---- Data for the task

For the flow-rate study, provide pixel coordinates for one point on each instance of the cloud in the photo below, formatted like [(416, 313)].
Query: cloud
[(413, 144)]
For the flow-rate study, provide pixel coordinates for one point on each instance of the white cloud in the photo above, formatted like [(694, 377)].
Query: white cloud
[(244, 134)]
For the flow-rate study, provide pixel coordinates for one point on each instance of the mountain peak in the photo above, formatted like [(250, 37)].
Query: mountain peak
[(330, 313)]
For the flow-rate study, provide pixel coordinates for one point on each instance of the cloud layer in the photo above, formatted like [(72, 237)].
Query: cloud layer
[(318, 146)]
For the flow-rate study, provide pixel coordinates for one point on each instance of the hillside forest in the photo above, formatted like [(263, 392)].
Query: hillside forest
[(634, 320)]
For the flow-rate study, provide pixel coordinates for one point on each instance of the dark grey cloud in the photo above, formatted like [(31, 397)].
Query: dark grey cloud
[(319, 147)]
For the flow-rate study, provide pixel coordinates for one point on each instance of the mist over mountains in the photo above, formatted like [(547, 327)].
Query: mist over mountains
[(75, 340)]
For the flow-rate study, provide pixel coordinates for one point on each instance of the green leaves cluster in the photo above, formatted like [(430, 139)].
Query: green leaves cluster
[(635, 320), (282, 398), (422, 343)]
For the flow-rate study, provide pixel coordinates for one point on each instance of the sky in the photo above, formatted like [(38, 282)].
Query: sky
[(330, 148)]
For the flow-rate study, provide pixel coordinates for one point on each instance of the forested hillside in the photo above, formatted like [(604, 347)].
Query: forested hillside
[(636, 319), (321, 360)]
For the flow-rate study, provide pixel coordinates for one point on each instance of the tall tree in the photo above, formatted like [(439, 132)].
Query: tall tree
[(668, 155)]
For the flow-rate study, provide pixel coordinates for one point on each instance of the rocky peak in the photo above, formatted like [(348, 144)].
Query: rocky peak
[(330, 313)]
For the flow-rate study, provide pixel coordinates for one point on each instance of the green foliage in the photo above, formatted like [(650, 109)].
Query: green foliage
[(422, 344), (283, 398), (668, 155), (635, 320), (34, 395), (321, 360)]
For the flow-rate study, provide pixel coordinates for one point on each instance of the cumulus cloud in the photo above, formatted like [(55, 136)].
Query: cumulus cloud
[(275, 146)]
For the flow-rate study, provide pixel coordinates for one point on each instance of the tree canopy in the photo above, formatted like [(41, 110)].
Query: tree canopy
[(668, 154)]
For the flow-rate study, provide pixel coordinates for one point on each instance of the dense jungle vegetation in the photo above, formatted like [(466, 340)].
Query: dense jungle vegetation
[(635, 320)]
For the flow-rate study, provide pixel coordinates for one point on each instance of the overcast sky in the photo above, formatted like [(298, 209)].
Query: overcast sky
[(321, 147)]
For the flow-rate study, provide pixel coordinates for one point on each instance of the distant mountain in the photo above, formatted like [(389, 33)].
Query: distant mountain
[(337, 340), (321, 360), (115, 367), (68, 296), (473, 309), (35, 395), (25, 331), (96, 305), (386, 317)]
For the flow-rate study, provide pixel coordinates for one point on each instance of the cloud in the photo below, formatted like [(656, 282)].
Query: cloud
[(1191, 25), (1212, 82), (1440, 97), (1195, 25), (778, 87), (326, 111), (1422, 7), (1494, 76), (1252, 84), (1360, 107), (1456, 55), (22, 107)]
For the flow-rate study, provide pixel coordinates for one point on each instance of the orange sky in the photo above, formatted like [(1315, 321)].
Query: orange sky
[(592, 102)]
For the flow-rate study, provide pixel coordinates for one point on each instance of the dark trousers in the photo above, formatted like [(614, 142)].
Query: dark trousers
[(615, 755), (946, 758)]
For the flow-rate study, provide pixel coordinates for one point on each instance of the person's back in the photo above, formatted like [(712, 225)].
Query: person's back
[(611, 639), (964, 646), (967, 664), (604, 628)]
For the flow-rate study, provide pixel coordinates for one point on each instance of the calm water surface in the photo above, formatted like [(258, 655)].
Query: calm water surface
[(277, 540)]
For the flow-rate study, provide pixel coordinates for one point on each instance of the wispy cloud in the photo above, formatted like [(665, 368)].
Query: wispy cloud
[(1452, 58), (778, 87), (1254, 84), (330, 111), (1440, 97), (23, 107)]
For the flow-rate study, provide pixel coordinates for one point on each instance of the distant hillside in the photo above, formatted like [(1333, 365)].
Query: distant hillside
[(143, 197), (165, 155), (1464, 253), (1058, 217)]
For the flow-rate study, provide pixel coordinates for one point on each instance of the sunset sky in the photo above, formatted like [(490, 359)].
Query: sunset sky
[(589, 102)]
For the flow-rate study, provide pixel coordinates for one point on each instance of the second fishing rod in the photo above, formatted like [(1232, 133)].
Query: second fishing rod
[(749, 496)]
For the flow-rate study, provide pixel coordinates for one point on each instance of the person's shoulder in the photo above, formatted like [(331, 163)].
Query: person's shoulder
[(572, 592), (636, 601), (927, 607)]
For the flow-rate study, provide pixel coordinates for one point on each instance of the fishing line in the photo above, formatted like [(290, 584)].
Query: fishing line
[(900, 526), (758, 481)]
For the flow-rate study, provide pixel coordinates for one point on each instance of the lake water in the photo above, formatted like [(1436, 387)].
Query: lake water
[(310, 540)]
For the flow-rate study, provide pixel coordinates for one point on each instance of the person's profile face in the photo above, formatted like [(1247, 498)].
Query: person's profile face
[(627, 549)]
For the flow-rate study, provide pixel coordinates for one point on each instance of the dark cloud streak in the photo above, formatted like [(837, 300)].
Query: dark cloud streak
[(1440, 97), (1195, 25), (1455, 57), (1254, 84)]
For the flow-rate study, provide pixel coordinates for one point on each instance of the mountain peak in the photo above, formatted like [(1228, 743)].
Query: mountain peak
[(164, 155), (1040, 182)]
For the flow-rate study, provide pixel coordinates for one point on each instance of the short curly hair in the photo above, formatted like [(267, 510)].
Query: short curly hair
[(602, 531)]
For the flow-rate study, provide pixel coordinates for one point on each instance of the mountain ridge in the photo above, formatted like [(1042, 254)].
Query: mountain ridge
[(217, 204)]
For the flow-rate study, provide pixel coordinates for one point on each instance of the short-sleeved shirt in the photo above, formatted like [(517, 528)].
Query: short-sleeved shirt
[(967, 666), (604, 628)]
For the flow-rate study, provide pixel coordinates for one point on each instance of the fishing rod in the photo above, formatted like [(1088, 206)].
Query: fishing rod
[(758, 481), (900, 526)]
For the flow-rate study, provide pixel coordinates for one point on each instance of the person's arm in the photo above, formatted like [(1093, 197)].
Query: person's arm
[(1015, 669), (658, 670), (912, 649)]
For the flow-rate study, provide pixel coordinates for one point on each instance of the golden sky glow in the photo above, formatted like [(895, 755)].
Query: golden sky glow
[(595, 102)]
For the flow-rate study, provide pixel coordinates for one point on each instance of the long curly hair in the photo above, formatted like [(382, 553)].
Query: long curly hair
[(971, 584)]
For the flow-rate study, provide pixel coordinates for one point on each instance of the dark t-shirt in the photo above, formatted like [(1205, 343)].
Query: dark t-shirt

--------

=== Required work ===
Put every line of the listing above into a numbered list, omitting any blank lines.

=== Worked solution ===
1. For the flow-rate study, provide pixel coordinates for one point on each instance of the cloud in the photo below, formatted like [(416, 313)].
2. Query: cloud
3. [(413, 144)]
4. For the flow-rate study, provide pixel coordinates for one point on each instance of the white cloud in the photo above, formatted like [(694, 377)].
5. Query: white cloud
6. [(244, 134)]
7. For the flow-rate study, provide pixel coordinates for one point on each instance of the mountain peak in the photo above, formatted like [(250, 37)].
8. Query: mountain peak
9. [(330, 313)]
10. For the flow-rate study, provide pixel coordinates for one point on each instance of the cloud layer in the photo above, formatted like [(72, 237)].
11. Query: cloud layer
12. [(318, 146)]
13. For the flow-rate study, provide pixel coordinates for one point on each instance of the hillside forest in the photo above, formatted like [(263, 392)].
14. Query: hillside forest
15. [(634, 320)]
16. For the flow-rate study, provide pixel coordinates for one point on each instance of the dark grey cloud in the photo above, formatted like [(31, 397)].
17. Query: dark grey cloud
18. [(319, 147)]
19. For the flow-rate study, provide pixel coordinates for one point on each instance of the mist over mountains in the photo above, formatted like [(547, 327)].
20. Query: mist over mountains
21. [(75, 340)]
22. For the flow-rate study, provide pixel coordinates for one point on each instance of the green leaves cluster in the photo above, formatted like [(430, 139)].
23. Query: green leaves cluster
24. [(635, 320), (282, 398), (422, 343)]
25. For the flow-rate study, provide pixel coordinates for one point on each instance of the sky in the photo above, formatted like [(38, 282)].
26. Query: sky
27. [(330, 148)]
28. For the flow-rate study, provide pixel coordinates for one point on each instance of the forested hillside in the photo above, formatted like [(604, 347)].
29. Query: forested hillside
30. [(636, 319), (321, 360)]
31. For the flow-rate study, provide pixel coordinates for one point on each instance of the tall tree in the photo above, formatted like [(439, 132)].
32. Query: tall tree
33. [(668, 155)]
34. For the flow-rate study, provide pixel coordinates for one point on each instance of the rocky peak in the photo above, formatted like [(348, 144)].
35. Query: rocky peak
36. [(330, 313)]
37. For the flow-rate study, provide pixel coordinates for one point on each instance of the green foliage in the photo above, formatted like [(650, 109)].
38. Query: green foliage
39. [(422, 344), (283, 398), (668, 155), (635, 320), (34, 395), (321, 360)]
40. For the flow-rate study, provide pixel coordinates for one point on each instance of the cumulus cloud in the photo above, formatted like [(55, 136)].
41. Query: cumulus cloud
42. [(275, 146)]
43. For the flow-rate study, provide pixel coordinates for one point on each instance of the tree canopy in the photo above, formatted like [(41, 110)].
44. Query: tree canopy
45. [(668, 154)]
46. For the flow-rate study, provide pixel coordinates for one point on each instance of the dense jungle vegetation in the photo above, formatted like [(466, 340)].
47. Query: dense jungle vegetation
48. [(635, 320)]
49. For the flow-rate study, provide pixel coordinates for one point on each instance of the overcast sky in the photo above, formatted like [(298, 209)].
50. Query: overcast sky
51. [(321, 147)]
52. For the flow-rate study, provide pixel coordinates for one point on each instance of the distant mountain in the photo above, formatted like [(389, 33)].
53. Query: distant mountain
54. [(337, 340), (321, 360), (115, 367), (68, 296), (473, 309), (35, 395), (25, 331), (96, 305), (386, 317)]
55. For the flow-rate study, provide pixel coordinates for one point on each instance of the cloud in the photo below, formatted like [(656, 282)].
56. Query: cloud
57. [(1191, 25), (1212, 82), (1440, 97), (1195, 25), (778, 87), (326, 111), (1422, 7), (1494, 76), (1252, 84), (1360, 107), (1456, 55), (22, 107)]
58. For the flow-rate study, provide pixel coordinates for one point on each instance of the orange sky in the photo above, formatted like [(1315, 321)].
59. Query: orange sky
60. [(592, 102)]
61. For the flow-rate study, provide pixel coordinates for one point on each instance of the dark trousers in the photo above, formatted like [(614, 142)].
62. Query: dark trousers
63. [(615, 755), (946, 758)]
64. For the flow-rate study, provide pixel coordinates for one point on each instance of the person's back in the photo above, formatted like [(712, 225)].
65. Query: person's back
66. [(611, 639), (964, 646), (967, 664), (604, 628)]
67. For the flow-rate study, provide pixel coordinates for one point on each instance of the calm water surface in the photo above, formatted like [(258, 655)].
68. Query: calm water surface
69. [(277, 540)]
70. For the flow-rate study, provide pixel coordinates for one point on each instance of the wispy cloud in the photo above, formatted like [(665, 368)].
71. Query: wispy cloud
72. [(1452, 58), (778, 87), (1254, 84), (330, 111), (1440, 97), (23, 107)]
73. For the flow-rate study, provide pixel coordinates for one point on each instance of the distant hillside in the photo above, formatted like [(1333, 365)].
74. Query: distant hillside
75. [(143, 197), (165, 155), (1464, 253), (1058, 217)]
76. For the flow-rate study, provide pixel coordinates for one point on each instance of the sunset sky in the photo above, formatted like [(490, 359)].
77. Query: sunset sky
78. [(589, 102)]
79. For the flow-rate study, provide pixel coordinates for one point on each instance of the second fishing rod in the photo above, formatted like [(1232, 133)].
80. Query: second fishing rod
81. [(749, 496)]
82. For the flow-rate study, provide pixel coordinates for one point on each instance of the person's shoulder in the photo above, formatted like [(331, 163)].
83. Query: person's shoulder
84. [(572, 592), (636, 601), (927, 607)]
85. For the flow-rate study, provide pixel coordinates for one point on each instance of the fishing line in the photo above, formatted like [(290, 584)].
86. Query: fishing line
87. [(900, 526), (758, 481)]
88. For the flow-rate study, provide pixel coordinates for one point on each instance of the lake water in the photo above, formatted like [(1436, 387)].
89. Query: lake water
90. [(310, 540)]
91. For the flow-rate study, provide pixel coordinates for one point on each instance of the person's profile face in the photo above, formatted like [(1247, 498)].
92. Query: person's profile face
93. [(627, 549)]
94. For the flow-rate study, provide pixel coordinates for one point on each instance of the dark cloud streak in the photo above, formatted like [(837, 300)].
95. Query: dark cloud streak
96. [(1440, 97), (1195, 25), (1455, 57), (1254, 84)]
97. For the flow-rate study, provide pixel coordinates for one point on each instance of the mountain peak in the photo above, formatted like [(1228, 743)].
98. Query: mountain peak
99. [(164, 155), (1040, 182)]
100. For the flow-rate study, provide pixel coordinates for one point on each instance of the short curly hair in the photo above, formatted like [(267, 510)].
101. Query: short curly hair
102. [(602, 531)]
103. For the flow-rate study, provide pixel coordinates for one point on each instance of the mountain ridge in the photo above, formatted like [(1042, 254)].
104. Query: mountain ridge
105. [(217, 204)]
106. For the flow-rate study, provide pixel coordinates for one point on each instance of the short-sleeved shirt in the photo above, formatted like [(517, 528)].
107. Query: short-sleeved shirt
108. [(967, 666), (604, 628)]
109. For the flow-rate study, provide pixel coordinates for one point on each instance of the fishing rod in the photo above, formatted like [(1088, 206)].
110. Query: fishing rod
111. [(758, 481), (900, 526)]
112. For the flow-rate study, provide pixel coordinates for one point on each instance of the person's arm in the photo above, formatted like [(1093, 197)].
113. Query: person's arm
114. [(1015, 669), (658, 670), (912, 649)]
115. For the flow-rate study, provide pixel coordinates for one point on each instance of the golden sky glow in the photo above, formatted like [(895, 755)].
116. Query: golden sky glow
117. [(595, 102)]
118. For the flow-rate study, provide pixel coordinates for one point on each instance of the long curly hair in the photo above, formatted like [(382, 553)].
119. Query: long curly hair
120. [(971, 584)]
121. For the flow-rate study, provide pixel coordinates for one point on each instance of the dark t-shirt in the photo above, formatted like [(1205, 343)].
122. Query: dark t-shirt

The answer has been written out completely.